#### [Provided passage]

◇ ◇ ◇ ◇ ◇ ◇ ◇

The first attempt to break PG&E’s monopoly came in 1996, when Republican Gov. Pete Wilson pushed through a bill that loosened up the lucrative California energy market to the “Wild West” of a free market with few price regulations in the price of electricity sold to the state’s utilities. But it did not remove the restriction and cap on prices of what PG&E could charge to their retail customers for electricity. In 2000, drought and other problems put a strain on the California energy market. The notorious Enron Corporation artificially made the shortage worse by illegally shutting down their energy pipelines from Texas to California and manipulated markets to create an artificial power shortage in California. Enron began selling energy to a strapped PG&E at inflated prices but PG&E, by regulation, still had a regulatory cap restricting it from passing most of these energy costs to its customers. From April to December, energy rates increased an astounding 800 percent. Because PG&E was not able to require its customers to pay for most of this outrageous increase, its cash flow was drained quickly. PG&E was headed toward bankruptcy. The next year saw a series of infamous rolling blackouts, and the state had to step in and buy expensive power on the spot market because PG&E did not have the cash. The public did get stuck with paying for the state’s losses through taxes and the cost of PG&E’s bankruptcy that increased PG&E’s overhead and cost of doing business through higher electric bills. Billions of dollars were lost, with some estimates being as high as $45 billion.
After this ongoing trauma was inflicted on the state, PG&E emerged from bankruptcy with its monopoly intact. Many California communities were growing interested in renewable energy, but PG&E had gotten its rate of renewable energy only to less than 20 percent. In 2002, still smarting from the damage of the artificial market crisis, environmental and consumer groups looked for another way to try to infiltrate part of the PG&E’s power empire. This time, California legislators tried another route. They passed a law creating CCA. Communities now have the right to pool the citizens’ and businesses’ energy use in their cities or counties to purchase power for their aggregate unit. Communities such as cities and counties can also group together to form a larger CCA. CCAs are governmental agencies that generate income, similar to water districts.
How could these communities have their own power agencies compete with a powerful PG&E? To understand it, you need to think about PG&E having two monopolies. One is the ability to buy or make and sell electricity - that is, to sell electrons. The other is the infrastructure needed to deliver those electrons, through power towers and power lines, to your door. It would be ludicrous to think that a CCA could duplicate the infrastructure to deliver the electricity to your house or business. CCAs are just buying and/or generating the electrons. So PG&E still has a monopoly in delivering the electricity but the CCAs now have the ability to use PG&E’s power lines to compete and deliver electricity that has a higher percentage of renewable energy and perhaps even at a cheaper rate.
Many cities and counties, such as San Francisco, Marin County, Sonoma County and Berkeley, began to look and see if they could form their own CCAs, generate and buy the power and have a much higher percentage come from renewable sources. Marin County’s CCA, called Marin Clean Energy (MCE), ended up being the first one out the door. It was formed in 2008 and it started service in May 2010.

◇ ◇ ◇ ◇ ◇ ◇ ◇

#### [Source records]
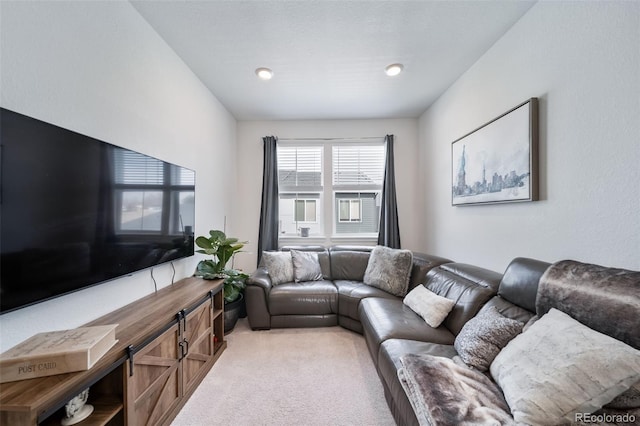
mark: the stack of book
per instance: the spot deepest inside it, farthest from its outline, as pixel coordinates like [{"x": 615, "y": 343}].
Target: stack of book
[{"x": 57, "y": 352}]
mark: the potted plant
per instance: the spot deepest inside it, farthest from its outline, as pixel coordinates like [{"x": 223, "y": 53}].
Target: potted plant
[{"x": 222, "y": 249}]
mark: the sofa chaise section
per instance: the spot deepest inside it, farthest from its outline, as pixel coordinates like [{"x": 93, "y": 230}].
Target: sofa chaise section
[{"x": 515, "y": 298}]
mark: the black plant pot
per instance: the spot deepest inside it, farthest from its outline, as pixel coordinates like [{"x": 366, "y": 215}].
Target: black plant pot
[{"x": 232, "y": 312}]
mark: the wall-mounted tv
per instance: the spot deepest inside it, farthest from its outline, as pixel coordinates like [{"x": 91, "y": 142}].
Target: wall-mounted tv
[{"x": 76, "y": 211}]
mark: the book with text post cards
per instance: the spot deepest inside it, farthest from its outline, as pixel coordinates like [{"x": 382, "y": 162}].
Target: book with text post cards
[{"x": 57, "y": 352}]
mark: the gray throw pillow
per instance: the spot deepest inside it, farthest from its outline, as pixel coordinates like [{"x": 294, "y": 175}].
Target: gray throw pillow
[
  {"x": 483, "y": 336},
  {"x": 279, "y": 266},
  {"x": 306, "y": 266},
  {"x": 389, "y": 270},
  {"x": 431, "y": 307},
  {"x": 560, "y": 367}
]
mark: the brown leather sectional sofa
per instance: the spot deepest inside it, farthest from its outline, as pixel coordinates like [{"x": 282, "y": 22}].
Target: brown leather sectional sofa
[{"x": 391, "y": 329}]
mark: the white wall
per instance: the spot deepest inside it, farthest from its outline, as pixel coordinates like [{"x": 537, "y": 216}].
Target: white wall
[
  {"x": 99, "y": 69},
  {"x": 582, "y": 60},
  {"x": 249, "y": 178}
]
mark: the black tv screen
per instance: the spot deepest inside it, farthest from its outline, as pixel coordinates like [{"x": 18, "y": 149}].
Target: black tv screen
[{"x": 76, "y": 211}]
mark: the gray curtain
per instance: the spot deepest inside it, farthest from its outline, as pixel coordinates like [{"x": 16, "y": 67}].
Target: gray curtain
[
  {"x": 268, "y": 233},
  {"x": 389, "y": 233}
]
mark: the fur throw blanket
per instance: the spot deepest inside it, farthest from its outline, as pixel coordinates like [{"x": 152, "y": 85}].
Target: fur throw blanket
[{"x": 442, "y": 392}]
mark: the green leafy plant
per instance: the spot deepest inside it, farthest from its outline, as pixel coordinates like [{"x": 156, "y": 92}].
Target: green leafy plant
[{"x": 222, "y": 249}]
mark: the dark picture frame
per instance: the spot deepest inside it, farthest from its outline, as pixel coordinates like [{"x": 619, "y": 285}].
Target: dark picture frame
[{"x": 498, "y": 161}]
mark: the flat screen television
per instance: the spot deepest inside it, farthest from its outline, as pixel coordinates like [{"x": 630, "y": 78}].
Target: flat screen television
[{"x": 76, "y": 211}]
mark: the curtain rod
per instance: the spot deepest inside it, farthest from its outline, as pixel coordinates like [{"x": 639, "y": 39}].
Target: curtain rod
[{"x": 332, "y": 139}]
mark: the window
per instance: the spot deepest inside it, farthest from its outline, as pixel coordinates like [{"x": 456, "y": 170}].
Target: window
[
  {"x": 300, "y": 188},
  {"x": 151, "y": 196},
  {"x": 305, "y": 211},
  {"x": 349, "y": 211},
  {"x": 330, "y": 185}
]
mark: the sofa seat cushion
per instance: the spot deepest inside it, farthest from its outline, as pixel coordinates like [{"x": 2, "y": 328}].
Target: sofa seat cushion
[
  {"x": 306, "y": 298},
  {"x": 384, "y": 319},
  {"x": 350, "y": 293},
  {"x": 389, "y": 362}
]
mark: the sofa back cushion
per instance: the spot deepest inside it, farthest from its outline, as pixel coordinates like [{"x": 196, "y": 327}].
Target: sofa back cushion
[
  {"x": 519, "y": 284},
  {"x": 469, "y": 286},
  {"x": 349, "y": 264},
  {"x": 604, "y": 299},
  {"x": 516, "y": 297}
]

◇ ◇ ◇ ◇ ◇ ◇ ◇

#### [Set of tasks]
(a) In the PG&E passage, when did Marin Clean Energy start service?
(b) Pick out each line of the records that contains the word "plant", treating uppercase and lowercase as different.

#### [Answers for the exercise]
(a) May 2010

(b)
mark: the potted plant
Target: potted plant
mark: the black plant pot
Target: black plant pot
mark: the green leafy plant
Target: green leafy plant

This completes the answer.